_Extrato da fonte_:
• • • •
Amir Klink

"Um homem precisa de viajar. Por sua conta, não por meio de histórias, imagens ou TV. Precisa de viajar por si, com seus olhos e pés, para entender o que é seu. Para um dia plantar as suas árvores e dar-lhes valor. Conhecer o frio para desfrutar o calor. E o oposto. Sentir a distância e o desabrigo para estar bem sob o próprio tecto. Um homem precisa de viajar para lugares que não conhece para quebrar essa arrogância que nos faz ver o mundo como o imaginamos, e não simplesmente como é ou pode ser; que nos faz professores e doutores do que não vimos, quando deveríamos ser alunos, e simplesmente ir ver." Amir Klink















terça-feira, 19 de outubro de 2010

Dia 33. Puerto de Cize.

Domingo, 17 de Outubro de 2010.


O aviso era claro: pequeno almoço as 6:30, e também no descritivo que nos tinham dado à chegada "sair cedo" eram as primeiras palavras, mas mesmo depois do pequeno-almoço (até as 7:30) ainda era de noite...

No dia anterior tinha falado com o meu pai por sms para tentar encontrá-lo em Pamplona na terça-feira. Como estava a apenas 150 kms a pressa era nula, a contrastar com a necessidade de repousar.

Aproveitei o tempo e fui à missa das 8:30 com Helmut. Foi fantástica pois era toda dita e cantada em basco e é algo surreal! As únicas palavras que eu entendi foi “Aleluia” e “Amén”, para além disso era um mero espectador a cumprir com a presença, e presenciando um espectáculo cantado pelos homens de forte voz que estavam na última fila, acompanhados pelo órgão de tubos.
• • • •
Reescreva o trecho do relato do Dia 33 entre "No dia anterior" e "órgão de tubos.", inclusive, trocando "missa" por "celebração".

_Excertos dos itens_:
• • • •
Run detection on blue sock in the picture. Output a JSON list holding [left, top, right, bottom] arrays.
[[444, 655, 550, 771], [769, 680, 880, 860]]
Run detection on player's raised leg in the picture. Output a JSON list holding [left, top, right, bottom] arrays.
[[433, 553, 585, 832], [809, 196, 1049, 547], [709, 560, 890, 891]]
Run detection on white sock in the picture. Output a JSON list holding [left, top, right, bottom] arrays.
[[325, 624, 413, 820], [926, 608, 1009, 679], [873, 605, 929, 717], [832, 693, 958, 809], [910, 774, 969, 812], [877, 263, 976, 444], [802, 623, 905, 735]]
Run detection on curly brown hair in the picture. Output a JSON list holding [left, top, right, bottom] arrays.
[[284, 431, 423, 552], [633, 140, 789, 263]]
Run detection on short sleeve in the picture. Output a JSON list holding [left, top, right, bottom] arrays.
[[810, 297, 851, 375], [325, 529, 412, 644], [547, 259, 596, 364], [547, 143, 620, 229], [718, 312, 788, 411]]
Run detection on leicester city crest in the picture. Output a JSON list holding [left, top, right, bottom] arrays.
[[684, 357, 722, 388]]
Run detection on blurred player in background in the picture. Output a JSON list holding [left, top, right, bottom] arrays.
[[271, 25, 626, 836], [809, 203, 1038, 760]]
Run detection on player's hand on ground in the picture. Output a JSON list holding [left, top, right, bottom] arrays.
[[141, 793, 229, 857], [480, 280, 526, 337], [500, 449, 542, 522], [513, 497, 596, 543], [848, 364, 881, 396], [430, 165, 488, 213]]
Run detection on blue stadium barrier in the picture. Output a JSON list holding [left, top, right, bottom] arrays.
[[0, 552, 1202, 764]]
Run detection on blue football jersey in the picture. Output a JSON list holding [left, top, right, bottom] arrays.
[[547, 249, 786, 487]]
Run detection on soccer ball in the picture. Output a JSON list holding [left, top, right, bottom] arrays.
• • • •
_Resultado da tarefa_:
No dia anterior tinha falado com o meu pai por sms para tentar encontrá-lo em Pamplona na terça-feira. Como estava a apenas 150 kms a pressa era nula, a contrastar com a necessidade de repousar.

Aproveitei o tempo e fui à celebração das 8:30 com Helmut. Foi fantástica pois era toda dita e cantada em basco e é algo surreal! As únicas palavras que eu entendi foi “Aleluia” e “Amén”, para além disso era um mero espectador a cumprir com a presença, e presenciando um espectáculo cantado pelos homens de forte voz que estavam na última fila, acompanhados pelo órgão de tubos.